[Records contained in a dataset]
______________________________

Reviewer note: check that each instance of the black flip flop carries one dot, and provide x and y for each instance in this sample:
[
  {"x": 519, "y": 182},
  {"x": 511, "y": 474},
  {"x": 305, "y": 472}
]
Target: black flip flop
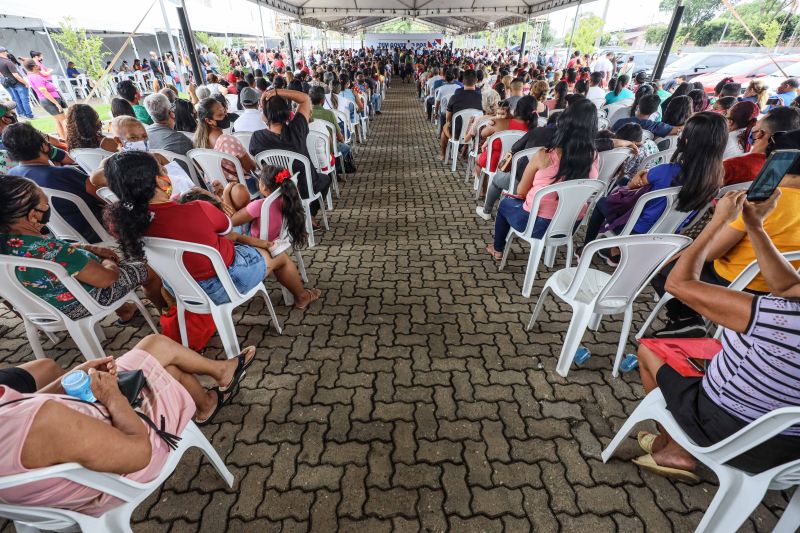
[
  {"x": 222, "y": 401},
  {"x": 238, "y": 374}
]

______________________________

■ Short task
Repeat the data exactly, dropping every picture it holds.

■ Problem solution
Reviewer note: check that each instance of the black flip flop carries one dot, and provide x and y for each instance in this sample:
[
  {"x": 519, "y": 182},
  {"x": 511, "y": 474},
  {"x": 305, "y": 472}
]
Target: black flip flop
[
  {"x": 222, "y": 401},
  {"x": 238, "y": 374}
]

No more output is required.